(Saved entries)
*** Block opens ***

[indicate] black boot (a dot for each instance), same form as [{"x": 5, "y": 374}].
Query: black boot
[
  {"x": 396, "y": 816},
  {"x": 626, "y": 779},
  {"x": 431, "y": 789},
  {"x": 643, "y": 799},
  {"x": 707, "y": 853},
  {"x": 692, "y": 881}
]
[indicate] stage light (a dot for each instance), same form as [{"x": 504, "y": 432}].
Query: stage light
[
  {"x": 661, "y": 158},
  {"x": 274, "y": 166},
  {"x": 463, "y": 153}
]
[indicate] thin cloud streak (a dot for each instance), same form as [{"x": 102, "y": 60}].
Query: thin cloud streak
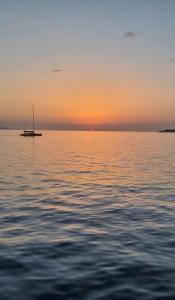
[
  {"x": 57, "y": 70},
  {"x": 130, "y": 34}
]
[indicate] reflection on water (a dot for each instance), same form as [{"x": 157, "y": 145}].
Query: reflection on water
[{"x": 87, "y": 215}]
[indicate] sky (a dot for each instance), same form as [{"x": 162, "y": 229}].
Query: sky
[{"x": 87, "y": 64}]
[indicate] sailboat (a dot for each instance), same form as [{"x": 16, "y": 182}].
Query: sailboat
[{"x": 31, "y": 132}]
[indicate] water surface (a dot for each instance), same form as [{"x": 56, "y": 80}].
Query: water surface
[{"x": 87, "y": 215}]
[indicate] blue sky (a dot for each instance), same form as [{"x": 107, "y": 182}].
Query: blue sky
[{"x": 123, "y": 43}]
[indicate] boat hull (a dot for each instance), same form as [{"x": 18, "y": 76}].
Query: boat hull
[{"x": 31, "y": 134}]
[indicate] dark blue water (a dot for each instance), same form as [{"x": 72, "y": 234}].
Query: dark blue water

*** Block closes ***

[Work instruction]: Restate each entry exactly, omitting pictures.

[Response for this exercise]:
[indicate] black boot (a dot for each instance), same form as [{"x": 5, "y": 374}].
Query: black boot
[
  {"x": 396, "y": 816},
  {"x": 626, "y": 779},
  {"x": 431, "y": 789},
  {"x": 643, "y": 799},
  {"x": 707, "y": 853},
  {"x": 692, "y": 881}
]
[indicate] stage light (a dot for each instance), same form as [{"x": 504, "y": 432}].
Query: stage light
[
  {"x": 661, "y": 158},
  {"x": 274, "y": 166},
  {"x": 463, "y": 153}
]
[indicate] thin cloud streak (a dot for each instance), same form as [{"x": 102, "y": 60}].
Query: thin cloud streak
[
  {"x": 57, "y": 70},
  {"x": 130, "y": 34}
]
[indicate] reflection on water (a dot for each instance), same form as [{"x": 157, "y": 145}].
Query: reflection on water
[{"x": 87, "y": 215}]
[indicate] sky (a dot for each instance), same form as [{"x": 162, "y": 229}].
Query: sky
[{"x": 87, "y": 64}]
[indicate] sailboat (a dot for each instance), same form as [{"x": 16, "y": 182}].
Query: sailboat
[{"x": 31, "y": 132}]
[indicate] water surface (a dot for each instance), same form as [{"x": 56, "y": 80}].
Query: water surface
[{"x": 87, "y": 215}]
[indicate] blue sky (a dot for each instance), same form as [{"x": 107, "y": 182}].
Query: blue sky
[{"x": 123, "y": 43}]
[indicate] boat hull (a dot for each instance), same form as [{"x": 18, "y": 76}].
Query: boat hull
[{"x": 31, "y": 134}]
[indicate] dark blue water (a dot for each instance), same form as [{"x": 72, "y": 234}].
Query: dark blue water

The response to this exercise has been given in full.